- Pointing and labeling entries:
# # # #

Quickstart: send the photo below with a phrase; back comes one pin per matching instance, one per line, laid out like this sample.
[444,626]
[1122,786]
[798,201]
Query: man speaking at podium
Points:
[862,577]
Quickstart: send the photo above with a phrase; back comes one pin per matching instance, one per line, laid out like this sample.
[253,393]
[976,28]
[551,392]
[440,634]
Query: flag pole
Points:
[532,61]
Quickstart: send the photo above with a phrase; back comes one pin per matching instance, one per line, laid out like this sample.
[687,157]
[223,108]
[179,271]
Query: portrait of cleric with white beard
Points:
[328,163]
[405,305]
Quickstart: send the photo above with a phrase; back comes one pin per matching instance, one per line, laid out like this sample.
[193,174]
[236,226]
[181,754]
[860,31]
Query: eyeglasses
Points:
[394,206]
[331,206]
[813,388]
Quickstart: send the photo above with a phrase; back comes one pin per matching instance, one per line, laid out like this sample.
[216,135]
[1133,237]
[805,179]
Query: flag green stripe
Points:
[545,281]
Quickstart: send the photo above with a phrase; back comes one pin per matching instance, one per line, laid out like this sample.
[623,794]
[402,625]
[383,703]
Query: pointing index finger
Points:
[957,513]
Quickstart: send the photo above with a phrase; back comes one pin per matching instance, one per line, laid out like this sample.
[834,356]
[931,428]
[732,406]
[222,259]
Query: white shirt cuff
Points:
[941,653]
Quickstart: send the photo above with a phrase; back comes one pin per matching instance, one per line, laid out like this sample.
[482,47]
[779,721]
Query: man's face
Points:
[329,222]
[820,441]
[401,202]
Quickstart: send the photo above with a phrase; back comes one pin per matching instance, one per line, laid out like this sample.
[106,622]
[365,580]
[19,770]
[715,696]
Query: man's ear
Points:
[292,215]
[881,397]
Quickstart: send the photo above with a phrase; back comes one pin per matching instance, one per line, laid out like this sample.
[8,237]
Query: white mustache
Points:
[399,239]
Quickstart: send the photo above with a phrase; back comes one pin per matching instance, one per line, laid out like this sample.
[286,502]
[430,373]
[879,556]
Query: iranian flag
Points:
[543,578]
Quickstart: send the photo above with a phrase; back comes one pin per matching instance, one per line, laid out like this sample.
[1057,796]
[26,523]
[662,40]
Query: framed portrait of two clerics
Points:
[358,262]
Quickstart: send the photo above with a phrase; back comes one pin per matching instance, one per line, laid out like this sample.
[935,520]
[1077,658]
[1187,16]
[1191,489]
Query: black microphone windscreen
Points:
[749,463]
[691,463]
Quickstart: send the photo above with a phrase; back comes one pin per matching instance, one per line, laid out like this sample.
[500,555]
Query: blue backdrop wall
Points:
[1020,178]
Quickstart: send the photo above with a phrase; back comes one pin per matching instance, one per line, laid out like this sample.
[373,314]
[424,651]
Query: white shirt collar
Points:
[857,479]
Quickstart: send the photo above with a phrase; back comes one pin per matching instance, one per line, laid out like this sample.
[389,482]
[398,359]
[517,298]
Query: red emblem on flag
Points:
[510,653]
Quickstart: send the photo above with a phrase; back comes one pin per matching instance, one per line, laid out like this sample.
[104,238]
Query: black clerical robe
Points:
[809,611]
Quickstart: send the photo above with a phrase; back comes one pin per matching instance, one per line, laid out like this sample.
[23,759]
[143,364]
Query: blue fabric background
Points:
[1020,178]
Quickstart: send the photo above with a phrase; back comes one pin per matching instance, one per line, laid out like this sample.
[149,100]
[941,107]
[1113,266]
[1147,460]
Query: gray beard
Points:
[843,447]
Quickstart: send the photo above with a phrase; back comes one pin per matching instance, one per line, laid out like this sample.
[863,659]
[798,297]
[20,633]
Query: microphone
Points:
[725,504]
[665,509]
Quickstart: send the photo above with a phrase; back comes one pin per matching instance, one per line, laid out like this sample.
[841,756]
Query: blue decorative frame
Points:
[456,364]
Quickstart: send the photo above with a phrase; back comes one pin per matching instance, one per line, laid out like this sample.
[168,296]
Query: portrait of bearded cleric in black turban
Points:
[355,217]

# # # #

- Work instructions:
Copy each record from above without leaving any out.

- Response:
Quickstart: send the photo below with a phrase; back comes one pin per matching instance, one per line, laid out like this sample.
[444,626]
[1122,786]
[798,201]
Query: man speaking at podium
Points:
[862,577]
Quickstart: send the photo above with a phrase; back comes one pin per matching instance, one per line, laid out like this sample.
[253,393]
[976,28]
[551,392]
[440,634]
Query: flag pole
Points:
[532,61]
Quickstart: send the photo above with a phrase; back comes one pin per matching instance, one per line, laid out like this sample.
[687,157]
[223,108]
[179,271]
Query: portrait of cleric with white beard
Points:
[328,163]
[405,305]
Quickstart: send the photo above with a phrase; back comes one pin per matching instance, one per line, laid out like this sample.
[193,174]
[236,226]
[181,754]
[860,31]
Query: eyeglasses
Points:
[394,206]
[331,206]
[813,388]
Quickstart: send the photo above with a phrase; back comes one pin per matching instance, one per line, laid out like this sample.
[216,135]
[1133,237]
[805,179]
Query: flag green stripe
Points:
[545,281]
Quickstart: send the photo above with a phrase; back comes one pin per matching instance, one per line, laid out like this sample.
[623,794]
[402,625]
[383,703]
Query: pointing index finger
Points:
[957,513]
Quickstart: send the photo above with a phrase; back comes one pin per matching instance, one per line, laid out like this sample.
[834,356]
[931,428]
[732,406]
[222,259]
Query: white shirt cuff
Points:
[941,653]
Quickstart: send the photo above with a phrase; back comes one pin per matching instance, one per line, laid out like this sample.
[482,47]
[779,721]
Query: man's face
Points:
[329,222]
[820,441]
[401,202]
Quickstart: send the photo above with a phrase; back comes one pin per matching instance, one per line, laid out like this sample.
[106,622]
[365,580]
[19,770]
[715,696]
Query: man's ear
Points:
[292,215]
[881,397]
Quickstart: send the photo above with a phrase; back comes one pin per matching instance, one per line, laid out like this sample.
[8,237]
Query: white mustache
Points:
[399,239]
Quickstart: send the photo above with a phrase; back comes one pin per matching instance, one per line, laid out like this sample.
[286,502]
[430,373]
[879,556]
Query: iranian flag
Points:
[543,578]
Quickstart: send the photo above with a phrase; back comes one pin per matching instance, one per line, laid out like this sample.
[1057,796]
[26,523]
[662,40]
Query: framed portrait of two clerics
Points:
[358,262]
Quickstart: send the photo above with a phrase; back comes one pin per matching instance, one per line, laid out like this sample.
[935,520]
[1077,658]
[1187,16]
[1191,489]
Query: black microphone windscreen
Points:
[749,463]
[691,463]
Quickstart: send the photo above with a phrase; back comes one pin per matching instance, one per line, laid out like this sample.
[500,555]
Query: blue backdrop wall
Points:
[1020,178]
Quickstart: send the photo above with a phrase; back comes one pin per matching instance, one per line, laid out like this sample.
[373,314]
[424,651]
Query: white shirt collar
Points:
[857,479]
Quickstart: send the photo above with a phrase; back comes one pin per matching instance, one per line, laid out like this sample.
[389,482]
[398,359]
[517,298]
Query: red emblem on flag
Points:
[510,653]
Quickstart: send the photo above with a phrase; back comes one pin per matching instance, one per line, laid out like this sample.
[104,238]
Query: black clerical robe
Points:
[809,611]
Quickstart: send the photo above with a phrase; back comes one pin per matching instance, one per line, laid out like this sample.
[23,759]
[143,364]
Query: blue fabric background
Points:
[1020,178]
Quickstart: send the photo above with a phrase; back comes one pin per matching instance, one per line, laid out like this sample.
[149,100]
[941,107]
[1113,266]
[1147,460]
Query: gray beard
Points:
[843,447]
Quickstart: send the photo above with a phrase; back comes one pin per matching instance, one per line, laid out like this sample.
[863,659]
[798,297]
[20,633]
Query: microphone
Points:
[725,504]
[665,509]
Quickstart: send the photo above with a phrase; back comes one pin per matching instance, one per line, laid out like this sample.
[841,756]
Query: blue decorative frame
Points:
[456,364]
Quickstart: send the photo above with a phrase; back comes one pin per matching instance, one per line, laid out like this sample.
[168,296]
Query: portrait of bearded cleric in black turban
Points:
[355,217]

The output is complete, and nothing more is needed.